==== TEXTO PARA ANÁLISE

O Hospital Escola Álvaro Alvim, em Campos dos Goytacazes, emitiu um alerta público após relatos de que criminosos estão se passando por profissionais da unidade para aplicar golpes em familiares de pacientes internados na Unidade de Terapia Intensiva (UTI). De acordo com o hospital, as ligações e mensagens têm o objetivo de solicitar pagamentos para supostos procedimentos, exames ou liberações urgentes.
Para evitar que mais pessoas sejam enganadas, o hospital divulgou uma cartilha orientando como identificar e reagir a esse tipo de abordagem. Entre as recomendações, estão:
- O hospital não solicita pagamentos por telefone, mensagens ou aplicativos;
- Nenhum valor é cobrado sem documento oficial e orientação presencial;
- Qualquer pedido externo de transferência bancária deve ser tratado como tentativa de golpe.
O Hospital Álvaro Alvim reforçou para familiares que não realizem pagamentos e não forneçam dados pessoais ou financeiros. Caso recebam uma ligação suspeita, a orientação é anotar o número e procurar imediatamente a equipe da UTI ou a administração.
Relato de familiar levanta suspeita de vazamento de informações
Lys Miranda, filha de um paciente internado no hospital, contou que sua família recebeu a ligação de um golpista. Segundo ela, o criminoso se identificou como médico e sabia detalhes reais do quadro clínico do paciente.
“Ele descreveu exatamente o estado do meu pai, que está na UTI, e então pediu dinheiro para realizar um procedimento. O que nos assustou foi como ele sabia tudo. É impossível que essa informação venha de fora”, afirmou.

========

### O QUE FAZER
Copie por inteiro, sem nenhuma alteração, a notícia sobre o alerta de golpes. Os registros são um material à parte, independente da notícia sobre o alerta de golpes.

==== DADOS REGISTRADOS

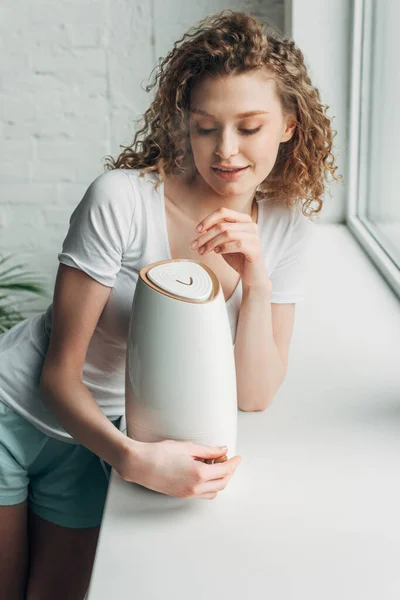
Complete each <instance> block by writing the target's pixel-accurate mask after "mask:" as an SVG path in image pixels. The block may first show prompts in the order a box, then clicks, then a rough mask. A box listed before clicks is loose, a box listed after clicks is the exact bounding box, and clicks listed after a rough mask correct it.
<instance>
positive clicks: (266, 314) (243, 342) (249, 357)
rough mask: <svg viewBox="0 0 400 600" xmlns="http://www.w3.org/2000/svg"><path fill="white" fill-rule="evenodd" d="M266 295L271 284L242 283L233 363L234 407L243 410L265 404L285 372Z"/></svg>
mask: <svg viewBox="0 0 400 600" xmlns="http://www.w3.org/2000/svg"><path fill="white" fill-rule="evenodd" d="M270 296H271V285H266V286H262V287H260V288H250V287H248V286H245V285H243V296H242V303H241V307H240V312H239V318H238V324H237V330H236V340H235V364H236V382H237V395H238V407H239V408H240V409H241V410H244V411H256V410H264V409H265V408H267V407H268V406H269V404H270V403H271V402H272V399H273V398H274V396H275V394H276V392H277V390H278V389H279V387H280V386H281V384H282V382H283V380H284V378H285V375H286V365H285V363H284V361H283V359H282V357H281V355H280V353H279V351H278V348H277V345H276V342H275V340H274V335H273V326H272V311H271V303H270ZM286 342H287V340H286Z"/></svg>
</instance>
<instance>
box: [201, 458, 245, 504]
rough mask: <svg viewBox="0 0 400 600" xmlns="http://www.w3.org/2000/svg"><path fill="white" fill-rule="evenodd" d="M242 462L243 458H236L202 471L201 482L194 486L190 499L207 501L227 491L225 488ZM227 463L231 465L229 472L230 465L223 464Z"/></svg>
mask: <svg viewBox="0 0 400 600" xmlns="http://www.w3.org/2000/svg"><path fill="white" fill-rule="evenodd" d="M211 460H212V459H211ZM217 460H218V459H217ZM240 461H241V457H240V456H235V457H234V458H231V459H230V460H229V461H227V460H224V461H223V462H222V463H219V464H215V463H214V464H213V465H210V466H207V467H206V468H204V469H202V471H201V473H200V481H198V482H197V483H196V484H195V485H193V487H192V489H191V490H190V496H189V497H192V498H205V499H212V498H215V496H216V495H217V493H218V492H220V491H221V490H223V489H225V487H226V486H227V485H228V483H229V481H230V480H231V478H232V477H233V474H234V472H235V471H236V468H237V467H238V465H239V463H240ZM225 462H226V463H229V468H228V470H227V467H228V464H226V465H225V464H223V463H225Z"/></svg>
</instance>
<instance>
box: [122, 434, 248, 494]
mask: <svg viewBox="0 0 400 600" xmlns="http://www.w3.org/2000/svg"><path fill="white" fill-rule="evenodd" d="M132 442H134V445H133V446H132V450H131V451H128V452H127V453H125V456H124V459H123V462H122V464H121V465H120V468H119V469H117V471H118V473H119V475H120V476H121V477H122V479H124V480H125V481H131V482H134V483H138V484H139V485H142V486H144V487H146V488H148V489H150V490H154V491H156V492H160V493H161V494H166V495H167V496H175V497H177V498H202V499H212V498H215V497H216V495H217V493H218V492H220V491H221V490H223V489H224V488H225V487H226V486H227V485H228V483H229V481H230V479H231V477H232V475H233V473H234V472H235V470H236V468H237V466H238V465H239V463H240V461H241V457H240V456H234V457H232V458H230V459H229V460H227V459H226V456H225V455H226V452H227V449H226V448H225V449H223V450H221V449H220V448H218V447H215V446H202V445H199V444H194V443H192V442H179V441H175V440H163V441H161V442H138V441H136V440H135V441H134V440H132ZM211 459H213V460H214V464H205V463H204V462H203V461H205V460H211ZM215 461H221V462H215Z"/></svg>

========

### EXERCÍCIO RESOLVIDO
O Hospital Escola Álvaro Alvim, em Campos dos Goytacazes, emitiu um alerta público após relatos de que criminosos estão se passando por profissionais da unidade para aplicar golpes em familiares de pacientes internados na Unidade de Terapia Intensiva (UTI). De acordo com o hospital, as ligações e mensagens têm o objetivo de solicitar pagamentos para supostos procedimentos, exames ou liberações urgentes.
Para evitar que mais pessoas sejam enganadas, o hospital divulgou uma cartilha orientando como identificar e reagir a esse tipo de abordagem. Entre as recomendações, estão:
- O hospital não solicita pagamentos por telefone, mensagens ou aplicativos;
- Nenhum valor é cobrado sem documento oficial e orientação presencial;
- Qualquer pedido externo de transferência bancária deve ser tratado como tentativa de golpe.
O Hospital Álvaro Alvim reforçou para familiares que não realizem pagamentos e não forneçam dados pessoais ou financeiros. Caso recebam uma ligação suspeita, a orientação é anotar o número e procurar imediatamente a equipe da UTI ou a administração.
Relato de familiar levanta suspeita de vazamento de informações
Lys Miranda, filha de um paciente internado no hospital, contou que sua família recebeu a ligação de um golpista. Segundo ela, o criminoso se identificou como médico e sabia detalhes reais do quadro clínico do paciente.
“Ele descreveu exatamente o estado do meu pai, que está na UTI, e então pediu dinheiro para realizar um procedimento. O que nos assustou foi como ele sabia tudo. É impossível que essa informação venha de fora”, afirmou.